▸ **GIVEN TASK**:
Recast all of the material below as a Markdown table with the columns Row and Line, giving each nonblank line its own numbered row and omitting blank lines.

▸ **DATA SHOWN**:
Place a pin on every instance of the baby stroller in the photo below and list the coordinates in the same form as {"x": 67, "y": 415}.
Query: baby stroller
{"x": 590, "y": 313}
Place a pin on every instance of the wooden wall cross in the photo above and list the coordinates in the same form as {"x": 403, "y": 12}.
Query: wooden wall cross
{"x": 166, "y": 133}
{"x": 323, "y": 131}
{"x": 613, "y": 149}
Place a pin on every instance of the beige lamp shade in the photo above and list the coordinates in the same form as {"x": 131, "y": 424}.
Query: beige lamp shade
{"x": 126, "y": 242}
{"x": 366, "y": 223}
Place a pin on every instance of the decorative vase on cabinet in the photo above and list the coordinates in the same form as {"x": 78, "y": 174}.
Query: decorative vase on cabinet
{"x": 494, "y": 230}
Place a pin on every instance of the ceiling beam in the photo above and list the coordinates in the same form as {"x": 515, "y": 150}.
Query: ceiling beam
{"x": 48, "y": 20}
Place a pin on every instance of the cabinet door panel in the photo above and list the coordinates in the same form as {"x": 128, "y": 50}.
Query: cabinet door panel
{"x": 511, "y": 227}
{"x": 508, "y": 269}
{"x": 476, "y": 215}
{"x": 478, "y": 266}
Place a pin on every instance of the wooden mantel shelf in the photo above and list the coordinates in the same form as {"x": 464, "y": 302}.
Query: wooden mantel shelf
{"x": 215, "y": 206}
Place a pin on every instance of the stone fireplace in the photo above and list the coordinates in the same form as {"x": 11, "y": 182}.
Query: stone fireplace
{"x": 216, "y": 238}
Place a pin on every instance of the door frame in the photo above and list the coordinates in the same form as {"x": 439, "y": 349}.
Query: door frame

▸ **ANSWER FOR THIS EXERCISE**:
| Row | Line |
|---|---|
| 1 | Place a pin on every instance of the baby stroller in the photo below and list the coordinates in the same form as {"x": 67, "y": 415}. |
| 2 | Query: baby stroller |
| 3 | {"x": 590, "y": 313} |
| 4 | Place a pin on every instance of the wooden wall cross in the photo above and list the coordinates in the same form as {"x": 403, "y": 12}. |
| 5 | Query: wooden wall cross |
| 6 | {"x": 166, "y": 133} |
| 7 | {"x": 323, "y": 131} |
| 8 | {"x": 613, "y": 149} |
| 9 | Place a pin on every instance of the beige lamp shade in the photo above and list the coordinates in the same form as {"x": 131, "y": 424}. |
| 10 | Query: beige lamp shade |
| 11 | {"x": 126, "y": 242} |
| 12 | {"x": 366, "y": 223} |
| 13 | Place a pin on every instance of the decorative vase on cabinet in the photo above and list the coordinates in the same form as {"x": 78, "y": 174}. |
| 14 | Query: decorative vase on cabinet |
| 15 | {"x": 494, "y": 230} |
| 16 | Place a pin on every instance of the ceiling beam in the photo above and list the coordinates in the same form as {"x": 515, "y": 150}. |
| 17 | Query: ceiling beam |
| 18 | {"x": 48, "y": 20} |
| 19 | Place a pin on every instance of the cabinet door panel in the photo above and list the coordinates in the same form as {"x": 128, "y": 50}. |
| 20 | Query: cabinet door panel |
| 21 | {"x": 511, "y": 227} |
| 22 | {"x": 508, "y": 269} |
| 23 | {"x": 476, "y": 215} |
| 24 | {"x": 478, "y": 266} |
| 25 | Place a pin on every instance of the wooden mantel shelf in the photo above and list the coordinates in the same form as {"x": 464, "y": 302}. |
| 26 | Query: wooden mantel shelf |
| 27 | {"x": 215, "y": 206} |
| 28 | Place a pin on every instance of the stone fireplace in the photo above and list the coordinates in the same form as {"x": 11, "y": 182}. |
| 29 | Query: stone fireplace |
| 30 | {"x": 216, "y": 238} |
| 31 | Place a pin on every instance of the door frame in the photo above and list the coordinates in the same form as {"x": 439, "y": 349}. |
| 32 | Query: door frame |